Dataset excerpt:
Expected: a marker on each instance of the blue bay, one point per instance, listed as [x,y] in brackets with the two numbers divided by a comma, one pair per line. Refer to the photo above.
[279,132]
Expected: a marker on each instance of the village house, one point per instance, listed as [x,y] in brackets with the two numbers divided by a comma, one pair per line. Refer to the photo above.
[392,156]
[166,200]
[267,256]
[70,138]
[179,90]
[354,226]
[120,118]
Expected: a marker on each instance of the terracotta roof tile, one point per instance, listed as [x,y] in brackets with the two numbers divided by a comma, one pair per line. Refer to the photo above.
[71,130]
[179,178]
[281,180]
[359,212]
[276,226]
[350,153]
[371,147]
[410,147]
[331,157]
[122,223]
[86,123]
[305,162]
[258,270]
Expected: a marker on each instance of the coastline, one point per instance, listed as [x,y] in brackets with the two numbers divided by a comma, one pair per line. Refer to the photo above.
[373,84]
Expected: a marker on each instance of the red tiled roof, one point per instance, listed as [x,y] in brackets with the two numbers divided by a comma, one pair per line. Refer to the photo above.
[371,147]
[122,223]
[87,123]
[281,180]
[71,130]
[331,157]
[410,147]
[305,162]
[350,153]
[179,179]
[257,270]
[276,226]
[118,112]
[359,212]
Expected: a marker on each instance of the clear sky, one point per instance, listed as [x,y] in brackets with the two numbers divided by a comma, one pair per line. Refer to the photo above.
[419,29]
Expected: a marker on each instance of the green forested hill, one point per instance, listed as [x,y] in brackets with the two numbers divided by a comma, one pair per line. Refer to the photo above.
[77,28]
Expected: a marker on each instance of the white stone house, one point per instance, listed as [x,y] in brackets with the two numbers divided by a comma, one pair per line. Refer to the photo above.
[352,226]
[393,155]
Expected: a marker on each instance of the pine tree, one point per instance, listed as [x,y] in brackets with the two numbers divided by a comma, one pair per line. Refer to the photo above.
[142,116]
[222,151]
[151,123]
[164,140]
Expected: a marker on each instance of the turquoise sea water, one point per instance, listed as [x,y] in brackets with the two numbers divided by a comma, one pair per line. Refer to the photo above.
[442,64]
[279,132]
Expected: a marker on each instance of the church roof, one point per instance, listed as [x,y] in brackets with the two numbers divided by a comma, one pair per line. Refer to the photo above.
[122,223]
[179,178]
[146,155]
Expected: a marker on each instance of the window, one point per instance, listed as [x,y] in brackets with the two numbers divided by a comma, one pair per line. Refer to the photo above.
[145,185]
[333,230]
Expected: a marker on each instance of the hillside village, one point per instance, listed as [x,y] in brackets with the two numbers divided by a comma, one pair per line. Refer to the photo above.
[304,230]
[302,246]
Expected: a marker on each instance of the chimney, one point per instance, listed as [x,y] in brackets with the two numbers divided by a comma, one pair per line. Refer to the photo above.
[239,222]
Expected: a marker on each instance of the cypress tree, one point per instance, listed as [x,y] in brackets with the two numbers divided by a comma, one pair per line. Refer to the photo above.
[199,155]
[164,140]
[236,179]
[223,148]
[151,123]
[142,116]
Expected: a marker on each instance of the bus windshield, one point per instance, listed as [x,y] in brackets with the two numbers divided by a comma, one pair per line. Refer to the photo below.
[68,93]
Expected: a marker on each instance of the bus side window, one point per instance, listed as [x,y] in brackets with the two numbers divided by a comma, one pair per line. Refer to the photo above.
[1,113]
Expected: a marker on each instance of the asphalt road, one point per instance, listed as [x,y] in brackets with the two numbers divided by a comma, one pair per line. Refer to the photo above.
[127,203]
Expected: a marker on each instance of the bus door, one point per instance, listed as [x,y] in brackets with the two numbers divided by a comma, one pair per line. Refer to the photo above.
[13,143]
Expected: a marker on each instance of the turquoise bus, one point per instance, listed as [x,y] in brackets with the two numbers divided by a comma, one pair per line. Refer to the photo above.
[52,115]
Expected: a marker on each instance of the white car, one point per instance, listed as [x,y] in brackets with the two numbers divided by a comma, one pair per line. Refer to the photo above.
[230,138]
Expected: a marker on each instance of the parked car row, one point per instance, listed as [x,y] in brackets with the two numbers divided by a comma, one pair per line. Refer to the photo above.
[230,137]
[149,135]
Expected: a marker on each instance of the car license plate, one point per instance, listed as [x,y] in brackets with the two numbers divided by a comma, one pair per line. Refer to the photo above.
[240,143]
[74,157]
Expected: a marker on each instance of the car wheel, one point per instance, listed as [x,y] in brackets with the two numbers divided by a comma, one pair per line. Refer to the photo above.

YOUR TASK:
Using the data above, reproduce every line exactly.

OUTPUT FOR THIS TASK:
Expected: a marker on each instance of the blue bay, one point per instance, listed as [x,y] in brackets with the two numbers divided by a comma, one pair per line. Refer to the photo above.
[279,132]
Expected: a marker on each instance of the village house, one point per instance, listed as [x,y] in brackets with the two numbers divided by a comma, one pair per line. Refer to the photo above.
[392,156]
[166,200]
[267,256]
[70,138]
[179,90]
[354,226]
[120,118]
Expected: a marker on each instance of the terracotta roof tile, one point per instance, listed as [x,y] in brackets with the two numbers divided by a comma, one pair per line. Refer to the photo above.
[71,130]
[179,178]
[281,180]
[359,212]
[276,226]
[350,153]
[371,147]
[410,147]
[331,157]
[122,223]
[86,123]
[305,162]
[258,270]
Expected: a marker on each instance of the coastline, one point per instance, listed as [x,y] in brackets with the two numbers divided by a comma, one pair per line. Refer to the photo above.
[373,84]
Expected: a marker on each instance of the red tiled roof, one point per instance, listed as [x,y] in brackets with the two numbers divided by a comma, one pair per line. Refer to the photo above.
[371,147]
[122,223]
[87,123]
[281,180]
[71,130]
[331,157]
[410,147]
[305,162]
[350,153]
[179,179]
[257,270]
[276,226]
[118,112]
[359,212]
Expected: a marker on each instance of the clear sky, one point per instance, listed as [x,y] in brackets with the two numbers divided by a comma, one pair per line. Refer to the photo above.
[419,29]
Expected: a marker on each instance of the green forested hill, one point per instance, listed as [x,y] in brackets with the two numbers divided by a comma, one pair per line. Refer to the photo above.
[77,28]
Expected: a marker on each instance of the white stone house, one point per instance, listed as [x,y] in brackets with the two numbers divided by a comma, one pair per line. Refer to the photo above.
[352,226]
[393,155]
Expected: a marker on each instance of the pine tree, one point per instance, listed as [x,y] in brackets with the two numbers divided by a comma, one pair per line. Refer to the photo above.
[142,116]
[222,151]
[151,123]
[164,140]
Expected: a marker on each instance of the turquoise sea water, one point per instance, listed as [x,y] in brackets with the two numbers divided by a comma, one pair per line. Refer to the photo above.
[442,64]
[279,132]
Expected: a marker on each instance of the church roof, one point per instance, listed as [x,y] in brackets with the two numbers divided by a comma, one pair per line. Refer to the photo above.
[122,223]
[179,178]
[146,155]
Expected: a marker on each instance of the window, one point per instance, listed as [x,y] in brackets with the two numbers divided by a comma, one pair per line. Refer to the photo above.
[145,185]
[333,230]
Expected: a marker on each instance of the hillside village, one point per instance, listed as [x,y] in brackets with the two numbers divided by a comma, one pair per line. Refer to the photo above.
[304,230]
[302,246]
Expected: a marker on each instance of the chimney, one point per instance, listed as [x,y] in brackets with the two numbers divided by a comma, one pair per line. Refer to the photo above.
[239,222]
Expected: a marker on each instance of the cypress tree, one point per instance, listed as [x,y] in brackets with the two numbers divided by a comma, one pair per line. Refer to the photo above.
[199,155]
[164,140]
[236,179]
[223,148]
[151,123]
[142,116]
Expected: a marker on each instance of the bus windshield, one point per instance, listed as [x,y] in brackets with the two numbers divided by a comma, one pair per line. Refer to the photo below.
[68,93]
Expected: a marker on each instance of the bus side window, one point per instance, listed as [x,y] in brackets with the two numbers divided by a comma, one pair per line. Refer to the photo above.
[1,113]
Expected: a marker on each instance of the asphalt road, one point per instance, listed as [x,y] in brackets with the two numbers divided by a comma, one pair per line. Refer to the photo above.
[127,203]
Expected: a marker on each instance of the bus door, one point per instance, listed as [x,y] in brackets with the two numbers divided by a comma, one pair per line. Refer to the photo above.
[13,143]
Expected: a marker on each instance of the turquoise bus, one point per instance, listed as [x,y] in brackets with the two numbers divided by a comma, one pair per line. Refer to the photo above.
[52,115]
Expected: a marker on each instance of the white car, one point per instance, listed as [x,y] in brackets with the two numbers divided by a comma, one pair per line. Refer to the photo above.
[230,138]
Expected: a marker on each instance of the parked car row, one point per instance, listed as [x,y] in brackets with the two numbers divided by a comma, one pair per line. Refer to the photo above.
[230,137]
[149,135]
Expected: a marker on each instance of the car license plate, one point per instance, listed as [x,y] in brackets with the two numbers divided by a comma, one pair per line. Refer to the photo above.
[240,143]
[74,157]
Expected: a marker on each instance of the car wheel, one point per instance, listed as [x,y] in brackets with the two numbers divided by a comma, one pair per line. Refer to the photo above.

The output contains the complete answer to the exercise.